__What the task requires__: Carry on the filter patent text from the point where it stops.

__Given passage__:
*-*-*
Inventors: Schmid; Lawrence A. (Manhattan, KS)
Appl. No.: 06/782,352
Filed: October 1, 1985


Current U.S. Class: 210/795 ; 210/277
Current International Class: B01D 24/08 (20060101); B01D 24/02 (20060101); B01D 027/12 (); B01D 029/08 (); B01D 029/38 ()
Field of Search: 210/275,277,279,795,793,794,276

References Cited

U.S. Patent Documents
3260366 July 1966 Duff et al.
Primary Examiner: Sever; Frank
Attorney, Agent or Firm: Schmidt, Johnson, Hovey & Williams

Claims



I claim:

1. A filter, comprising:

a casing having walls defining an upright chamber for receiving a quantity of particulate filtering media such that the media presents an upright filtering surface;

respective fluid inlet and outlet means operatively coupled with said casing and communicating with said chamber for passage of fluid to be filtered into said chamber, through said media for entrapment of unwanted materials therein, and out of said chamber as filtered fluid; and

means for compensating for surge flows of said fluid and saturation of lower portions of said media with entrapped materials by adjusting the amount and portions of said filtering surface and media exposed to said fluid to be filtered during operation of the filter, said compensating means including

means coupled with said inlet and outlet means for nonpressurized, gravity flow of said fluid to be filtered from an elevated inlet point to a lower outlet point,

said inlet and outlet means being laterally offset from each other with said upright filtering surface located between the inlet and outlet means, for gravitational flow of said fluid to be filtered in a direction transverse to and through said upright filtering surface, and for enabling, as lower portions of the media become saturated with entrapped material or the filter experiences a surge of fluid flow, the level of fluid in said chamber increase and additional or different portions of said filtering face and media to be exposed to said fluid.

2. A filter as set forth in claim 1, said chamber being annular in cross sectional configuration, there being an outermost, annular in cross section fluid inlet zone in surrounding relationshiip to said chamber, and an inner, circular in cross section fluid chamber inboard of said chamber, whereby fluid to be filtered passes radially inwardly from said inlet fluid chamber to said inner chamber through said media chamber.

3. A filter as set forth in claim 1, including backwashing means, said backwashing means comprising means adjacent the bottom of said chamber and communicating with the interior thereof for introduction of pressurized air into the chamber in order to cause said air to pass upwardly through said media and thereby fluidize the same, and structure located above and separate from said air introduction means and communicating with the interior of said chamber, for selective introduction of pressurized backwashing liquid into said chamber at an angle relative to the upward passage of air through the media, there being means for simultaneous operation of said air introduction means and said liquid introduction means.

4. A filter as set forth in claim 3, said air introduction means including piping means operable to discharge said air at first and second locations in said media, said second location being spaced vertically above said first location.
*-*-*
__Source excerpt__:

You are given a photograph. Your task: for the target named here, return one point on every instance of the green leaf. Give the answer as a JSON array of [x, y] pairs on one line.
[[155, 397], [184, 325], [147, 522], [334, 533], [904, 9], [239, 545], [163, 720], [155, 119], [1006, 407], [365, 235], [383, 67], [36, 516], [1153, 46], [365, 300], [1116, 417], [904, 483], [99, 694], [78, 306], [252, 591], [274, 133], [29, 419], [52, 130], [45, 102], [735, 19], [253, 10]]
*-*-*
__Answer for the task__:
5. A filter, comprising:

a casing having walls defining an upright chamber for receiving a quantity of particulate filtering media;

respective fluid inlet and outlet means operatively coupled with said casing for passage of fluid to be filtered into said chamber and through said media to entrap unwanted materials therein, and for passage of filtered fluid out of the casing; and

means for backwashing said filter to remove said entrapped materials from said media using only a minimum of backwashing liquid, and for substantially preventing the loss of said filter media from said chamber, said backwashing means including

means adjacent the bottom of said chamber and communicating with the interior thereof for selective introduction of pressurized air into the chamber in order to cause said air to pass upwardly through the voids between said media particles and to fluidize the media particles;

structure located above and separate from said air introduction means and communicating with the interior of said chamber, for selective introduction of pressurized backwashing liquid into said chamber at an angle relative to the upward passage of air through said media;

means for simultaneous operation of said air introduction means and said liquid introduction means, for enhancing the fluidization of said particles without substantially contributing to vertical uplift of the particles, and for enabling said particles to be prevented from leaving said chamber; and

outlet means above said liquid introduction means for conveying material-laden backwashing fluid from said casing.

6. The filter as set forth in claim 5, said inlet and outlet means being laterally offset from each other, said media presenting upright filtering surface located between the inlet and outlet means.

7. The filter as set forth in claim 5, said air introduction means comprising typing structure for introducing air into said media at first and second points therein, said second point of introduction being vertically above the first point of introduction.

8. A method comprising backwashing a particulate filter bed to remove entrapped materials therefrom using only a minimum of backwashing liquid while preventing the loss of particulate from the bed, by the steps by

introducing pressurized air into said bed at a lower region thereof, and allowing said air to pass upwardly through the media particles for fluidizing the same;

introducing pressurized backwashing fluid into said bed at a point above said air introduction region and at an angle relative to the upward passage of air through the bed,

said air and water introduction steps being carried out simultaneously for enhancing said particulate fluidization without substantially contributing to vertical uplift of the particles, whereby said particles are prevented from leaving said bed; and

passing said backwashing liquid from said bed at a location above said fluid introduction point.

9. The method as set forth in claim 8, wherein said air introduction step comprises the steps of introducing air into said bed at first and second locations, said second location being vertically spaced above said first location.
Description



BACKGROUND OF THE INVENTION

1. Field of the Invention

This invention relates to a radial flow water filter having a casing defining an upright, annular in cross-section chamber. The filter has an air distributor for fluidizing filter media particles within the chamber during introduction of backwash fluid, the latter of which flows radially along a path at an angle to the fluidized motion of the particles.

2. Description of the Prior Art

Separation of solids from liquids is commonly achieved by utilization of a filter having a filtration media comprised of discrete particles. Oftentimes, filtration is accomplished by downflow or gravitational movement of contaminated water through a horizontal, rectangular bed of sand supported by a bed of gravel. As the water moves through the voids in the filter, separation of solids occurs due the mechanisms of straining, flocculation and/or sedimentation.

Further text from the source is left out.